## [Your goal]
Reproduce the records precisely. Omit every picture.

Saved data entries:

_ _ _ _ _ _ _

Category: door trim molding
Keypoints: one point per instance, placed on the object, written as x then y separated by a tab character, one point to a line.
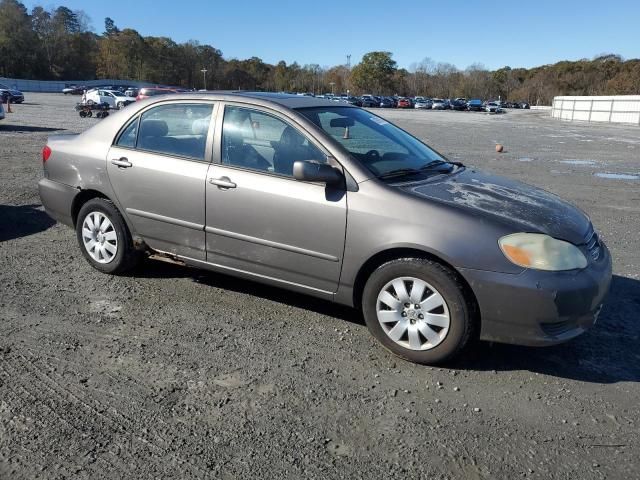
270	243
162	218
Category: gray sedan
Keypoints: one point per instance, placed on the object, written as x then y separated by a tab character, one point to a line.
335	202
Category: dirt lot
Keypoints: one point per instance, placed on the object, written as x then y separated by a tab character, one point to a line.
174	372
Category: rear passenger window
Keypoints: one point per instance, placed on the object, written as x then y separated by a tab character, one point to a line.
128	136
176	129
258	141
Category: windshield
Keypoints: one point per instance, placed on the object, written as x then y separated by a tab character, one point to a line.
380	146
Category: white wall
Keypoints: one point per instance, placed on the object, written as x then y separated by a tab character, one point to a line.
612	109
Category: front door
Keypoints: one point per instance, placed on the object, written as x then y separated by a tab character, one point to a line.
158	167
259	219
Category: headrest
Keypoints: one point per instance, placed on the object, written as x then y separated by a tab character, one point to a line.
153	128
200	126
291	137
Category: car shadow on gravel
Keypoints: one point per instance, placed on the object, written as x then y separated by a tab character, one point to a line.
159	269
607	353
28	128
18	221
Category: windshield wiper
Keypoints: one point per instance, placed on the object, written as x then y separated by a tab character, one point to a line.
435	163
400	171
415	171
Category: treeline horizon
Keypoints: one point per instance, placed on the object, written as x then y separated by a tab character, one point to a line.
58	44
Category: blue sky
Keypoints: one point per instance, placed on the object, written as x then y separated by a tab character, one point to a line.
495	33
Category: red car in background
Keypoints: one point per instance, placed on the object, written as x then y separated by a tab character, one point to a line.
404	103
153	91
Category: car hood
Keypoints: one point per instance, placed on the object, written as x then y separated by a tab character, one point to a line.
521	206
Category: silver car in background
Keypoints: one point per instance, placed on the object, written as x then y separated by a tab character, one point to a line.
423	104
333	201
438	104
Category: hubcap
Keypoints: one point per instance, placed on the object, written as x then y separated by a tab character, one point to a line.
413	313
99	237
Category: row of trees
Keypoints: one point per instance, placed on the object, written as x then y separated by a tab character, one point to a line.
58	44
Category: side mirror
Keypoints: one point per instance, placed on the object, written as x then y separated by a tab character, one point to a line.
311	171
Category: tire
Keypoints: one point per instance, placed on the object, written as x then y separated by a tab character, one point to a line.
442	342
118	258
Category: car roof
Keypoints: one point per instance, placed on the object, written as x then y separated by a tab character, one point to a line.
288	100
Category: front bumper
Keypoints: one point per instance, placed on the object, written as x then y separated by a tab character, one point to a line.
538	308
57	200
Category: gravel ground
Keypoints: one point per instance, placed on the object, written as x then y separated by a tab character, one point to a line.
175	372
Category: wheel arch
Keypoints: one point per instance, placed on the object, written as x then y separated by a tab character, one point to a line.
387	255
83	197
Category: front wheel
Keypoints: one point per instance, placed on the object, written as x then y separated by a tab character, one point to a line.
418	309
104	238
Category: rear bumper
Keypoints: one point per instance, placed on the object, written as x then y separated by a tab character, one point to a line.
539	308
57	200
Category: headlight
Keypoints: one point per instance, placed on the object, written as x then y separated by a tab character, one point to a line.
542	252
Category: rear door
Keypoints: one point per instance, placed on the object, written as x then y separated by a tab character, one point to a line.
259	219
158	167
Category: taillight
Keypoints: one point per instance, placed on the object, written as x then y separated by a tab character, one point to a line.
46	153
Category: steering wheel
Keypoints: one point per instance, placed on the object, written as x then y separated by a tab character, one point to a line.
372	155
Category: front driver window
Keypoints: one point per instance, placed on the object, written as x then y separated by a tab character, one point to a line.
259	141
176	129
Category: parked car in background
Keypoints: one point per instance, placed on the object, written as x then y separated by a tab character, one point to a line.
386	102
369	101
351	100
404	102
73	90
147	92
114	98
12	94
438	104
375	219
458	104
475	105
493	107
423	104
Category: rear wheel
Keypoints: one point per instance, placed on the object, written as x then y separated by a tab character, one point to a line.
104	238
418	310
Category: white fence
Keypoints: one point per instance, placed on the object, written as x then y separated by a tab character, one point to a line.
613	109
57	86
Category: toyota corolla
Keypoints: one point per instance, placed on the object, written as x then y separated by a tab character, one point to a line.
333	201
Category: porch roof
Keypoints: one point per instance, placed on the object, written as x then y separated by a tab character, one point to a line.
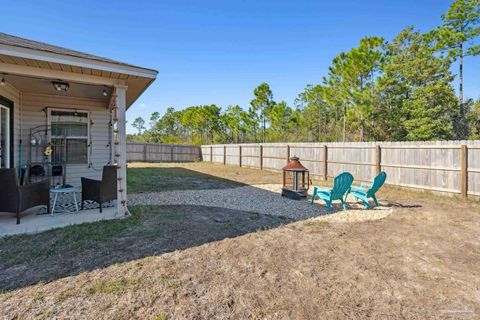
25	57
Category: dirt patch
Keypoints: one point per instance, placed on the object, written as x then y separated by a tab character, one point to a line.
417	264
28	259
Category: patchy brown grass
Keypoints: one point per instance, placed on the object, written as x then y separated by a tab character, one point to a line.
420	262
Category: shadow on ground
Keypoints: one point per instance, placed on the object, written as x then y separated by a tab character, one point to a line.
174	178
153	230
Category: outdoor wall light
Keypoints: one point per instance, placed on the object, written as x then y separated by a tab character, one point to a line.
60	86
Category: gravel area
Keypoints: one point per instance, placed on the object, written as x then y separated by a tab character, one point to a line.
263	199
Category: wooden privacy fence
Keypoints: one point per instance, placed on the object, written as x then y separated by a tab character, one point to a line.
156	152
443	166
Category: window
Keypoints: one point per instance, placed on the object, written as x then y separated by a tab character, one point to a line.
69	136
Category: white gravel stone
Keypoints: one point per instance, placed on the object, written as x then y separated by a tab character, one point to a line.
264	199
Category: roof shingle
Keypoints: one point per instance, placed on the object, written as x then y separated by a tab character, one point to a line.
10	40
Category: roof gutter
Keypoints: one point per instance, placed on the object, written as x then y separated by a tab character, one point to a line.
27	53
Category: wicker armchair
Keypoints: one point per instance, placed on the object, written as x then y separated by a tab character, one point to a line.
15	198
101	191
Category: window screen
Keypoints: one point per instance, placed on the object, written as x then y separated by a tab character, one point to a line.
69	136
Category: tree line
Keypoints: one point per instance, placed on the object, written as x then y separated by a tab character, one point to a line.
397	90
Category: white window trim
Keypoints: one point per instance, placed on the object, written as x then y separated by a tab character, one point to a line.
87	137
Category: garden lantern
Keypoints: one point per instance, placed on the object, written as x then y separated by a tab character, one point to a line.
296	180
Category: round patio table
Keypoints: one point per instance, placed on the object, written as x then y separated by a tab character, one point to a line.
57	191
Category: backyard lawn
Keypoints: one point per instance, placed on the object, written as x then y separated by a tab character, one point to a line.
420	260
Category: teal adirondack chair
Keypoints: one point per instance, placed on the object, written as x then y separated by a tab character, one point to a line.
366	191
341	186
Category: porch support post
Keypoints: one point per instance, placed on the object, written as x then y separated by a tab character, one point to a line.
121	148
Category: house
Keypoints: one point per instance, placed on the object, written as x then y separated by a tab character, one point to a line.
62	112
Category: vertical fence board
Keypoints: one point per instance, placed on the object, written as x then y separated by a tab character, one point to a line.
433	166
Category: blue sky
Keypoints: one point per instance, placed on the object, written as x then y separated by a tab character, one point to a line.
219	51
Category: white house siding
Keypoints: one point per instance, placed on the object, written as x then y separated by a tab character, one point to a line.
33	115
11	93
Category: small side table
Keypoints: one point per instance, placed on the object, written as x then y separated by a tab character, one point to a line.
57	191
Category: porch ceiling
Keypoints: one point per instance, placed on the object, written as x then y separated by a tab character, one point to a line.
45	86
84	72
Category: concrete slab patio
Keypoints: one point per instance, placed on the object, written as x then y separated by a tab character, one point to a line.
32	222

_ _ _ _ _ _ _

## [Expected output]
Category: door trim molding
Keypoints: one point per instance, placed on the object, written as x then y separated by a tab character, one point to a line.
270	243
162	218
Category: gray sedan
Keypoints: one point per instance, placed on the object, written as x then y separated by a tab character, one point to a line.
335	202
Category: dirt lot
Keypoints: one point per instance, placed on the object, written as x then y separated by a tab character, one point to a line.
174	372
Category: rear passenger window
Keypoints: one point per instance, placed on the object, written as x then y separated by a tab character, one point to a line.
128	136
176	129
258	141
Category: windshield
Keypoints: one point per instance, placed on the object, written as x then y separated by a tab character, one point to a line.
380	146
Category: white wall
Keypoints: one point per instance, placed on the object, written as x then y separated by a tab character, one point to a line.
612	109
Category: front door
Keypoints: one point per instance, placed on the object, written as x then y separated by a tab character, one point to a line.
158	167
259	219
Category: headrest
Keypoints: one point per instance, placed on the object, written as x then y separated by a tab character, one point to a line.
153	128
200	126
291	137
Category: car shadow on gravel
Keypoints: one point per instance, placed on the object, written as x then y separated by a tab character, one point to a line.
159	269
607	353
28	128
18	221
Category: windshield wiper
Keypoints: one point per instance, placed on the object, written as x then y separated by a tab character, one point to a line.
435	163
400	171
415	171
Category: treeline horizon
Keypoints: one point per instance, placed on the object, written as x then y separated by a tab character, one point to a line.
58	44
Category: blue sky
Keypoints: one point per instance, placed on the object, written as x then y separated by a tab character, one point to a line.
495	33
Category: red car in background
Keypoints: one point per instance, placed on the object, written as x then y separated by a tab character, one point to a line.
404	103
153	91
Category: car hood
Keypoints: one point per instance, placed on the object, written as x then y separated by a tab character, one point to a line.
521	206
Category: silver car in background
Keypoints: one point per instance, placed on the object, written as x then y separated by a tab character, one point to a line.
423	104
333	201
438	104
Category: hubcap
Keypoints: one point per instance, placed on the object, written as x then y separated by a tab character, one point to a line.
413	313
99	237
Category: row of trees
Keypoints: one point per instance, placed on the object, written as x then y separated by a tab character, one point to a line.
58	44
Category: side mirror
Keypoints: one point per instance, placed on the object, written as x then y separated by a tab character, one point to a line.
311	171
Category: tire
Keypoints: one point per instance, placed on the object, written as x then y separated by a tab character, one point to a line.
442	342
118	258
Category: car roof
Keypoints: one point per instance, placed on the object, written as x then y separated by a tab character, one point to a line.
288	100
Category: front bumper
Keypoints: one point per instance, placed on the object, written as x then y separated by a tab character, one point to a line.
538	308
57	200
Category: gravel ground
Keypoints: one point per instance, placed on the object, written as x then y separated by a tab character, one point to a line.
175	372
Category: wheel arch
Keypoints: one point per instance, placed on the object, written as x then y separated by a tab character, one point to a line.
387	255
83	197
Category: front wheel
Keypoints: one point per instance, placed on the object, written as x then y separated by a tab character, one point to a line.
418	309
104	238
Category: rear bumper
Keypoints: one point per instance, placed on the object, written as x then y separated by a tab character, one point to a line.
539	308
57	200
Category: headlight
Keypoints: one point per instance, placed on the object, written as x then y separated by a tab character, one point to a line.
542	252
Category: rear door
Keypoints: one point per instance, placed on the object, written as x then y separated by a tab character, one point to a line.
259	219
158	167
Category: taillight
Keypoints: one point per instance, placed on the object, written as x then y separated by a tab character, one point to a line.
46	153
Category: steering wheel
Keypoints: one point per instance, placed on the object, written as x then y separated by a tab character, one point to a line.
372	155
Category: front driver window
Keypoints: one point per instance, placed on the object, written as x then y separated by a tab character, one point to a line.
259	141
176	129
Category: parked car in background
Keypoints: one point per instance, placed on the object, written as x then y separated by a tab character, one point to a line.
386	102
369	101
351	100
404	102
73	90
147	92
114	98
12	94
438	104
375	219
458	104
475	105
493	107
423	104
Category: rear wheel
Keypoints: one point per instance, placed on the object, written as x then y separated by a tab character, one point to a line.
104	238
418	310
Category: white fence
Keypoints: one point per instance, placed on the object, written as x then y separated by a tab character, one point to a line.
613	109
57	86
Category: toyota corolla
Keypoints: one point per instance, placed on the object, written as x then y separated by a tab character, one point to a line.
333	201
Category: porch roof
Keypoints: one point per instance, placed on the object, written as x then y separated by a tab character, one point to a line.
25	57
Category: dirt patch
Keypoints: one point per instance, placed on the object, written as x then y separated by a tab character, one point to a line.
417	264
28	259
Category: patchy brown grass
Keypoints: one point per instance, placed on the object, written as x then y separated by a tab character, one point to a line.
420	262
Category: shadow on ground
Keypoints: one point per instance, placed on the object, written as x then y separated by a tab character, one point to a line.
174	178
153	230
Category: outdoor wall light
Keypoints: one point per instance, placed on the object, written as x then y separated by a tab character, one point to a line.
60	86
Category: gravel area
Keypoints: one point per instance, placed on the object, written as x then y separated by a tab character, one point to a line.
263	199
Category: wooden privacy fence
Keypoints: one point per instance, placed on the object, written as x then y separated by a tab character, one point to a line.
156	152
443	166
Category: window
Keypoints: one point per instance, placed on the object, written as x then y separated by a tab character, one point to a line.
69	136
Category: white gravel stone
Keypoints: one point per instance, placed on the object, written as x then y separated by a tab character, one point to a line.
264	199
Category: roof shingle
Keypoints: one point per instance, placed on the object, written as x then y separated by a tab character, one point to a line.
10	40
Category: roof gutter
Keypoints: one point per instance, placed on the object, written as x then y separated by a tab character, one point to a line.
27	53
Category: wicker armchair
Keypoints: one point per instance, placed on the object, written as x then y separated by a tab character, one point to a line.
15	198
101	191
Category: window screen
Keypoints: one point per instance, placed on the object, written as x then y separated by a tab character, one point to a line.
69	136
Category: tree line
Keypoints: one point per instance, placed on the object, written as x then y separated by a tab character, one point to a line.
397	90
Category: white window trim
Keypoints: one point per instance, placed on the object, written as x then y separated by a tab character, one point to a line.
87	137
Category: garden lantern
Keypoints: one point per instance, placed on the object, written as x then y separated by a tab character, one point to a line.
296	180
Category: round patio table
Keypoints: one point per instance, placed on the object, written as x then y separated by a tab character, one point to a line.
57	191
Category: backyard lawn
Keypoints: one point per instance, placed on the object, written as x then y separated by a tab character, one point to a line.
420	260
Category: teal adirondack chair
Keypoints: one point per instance, placed on the object, written as x then y separated by a tab character, one point to a line.
366	191
341	186
Category: porch support post
Keypoints: one point per instance, placed on the object, written as x then y separated by a tab character, one point to a line.
121	148
Category: house
Keypoints: one point per instance, placed on the object, written as x then y separated by a tab character, one point to a line.
62	112
Category: vertical fence board
Keypoints: one point per instance, placed on the object, written as x then y separated by a tab character, one point to a line.
433	166
Category: blue sky
Keypoints: one point per instance, placed on the object, written as x then y separated by a tab character, one point to a line.
219	51
Category: white house siding
Keypoints: one point per instance, placed on the object, written as x then y separated by a tab character, one point to a line.
33	115
11	93
Category: small side table
Keypoints: one point per instance, placed on the object, written as x then y separated by a tab character, one point to a line.
57	191
Category: porch ceiling
Keypoints: one point per instance, placed on the object, written as x then y separated by a tab character, one point to a line.
45	86
84	72
Category: concrete slab patio
Keypoints: one point per instance, placed on the object, written as x then y separated by a tab character, one point to a line.
32	222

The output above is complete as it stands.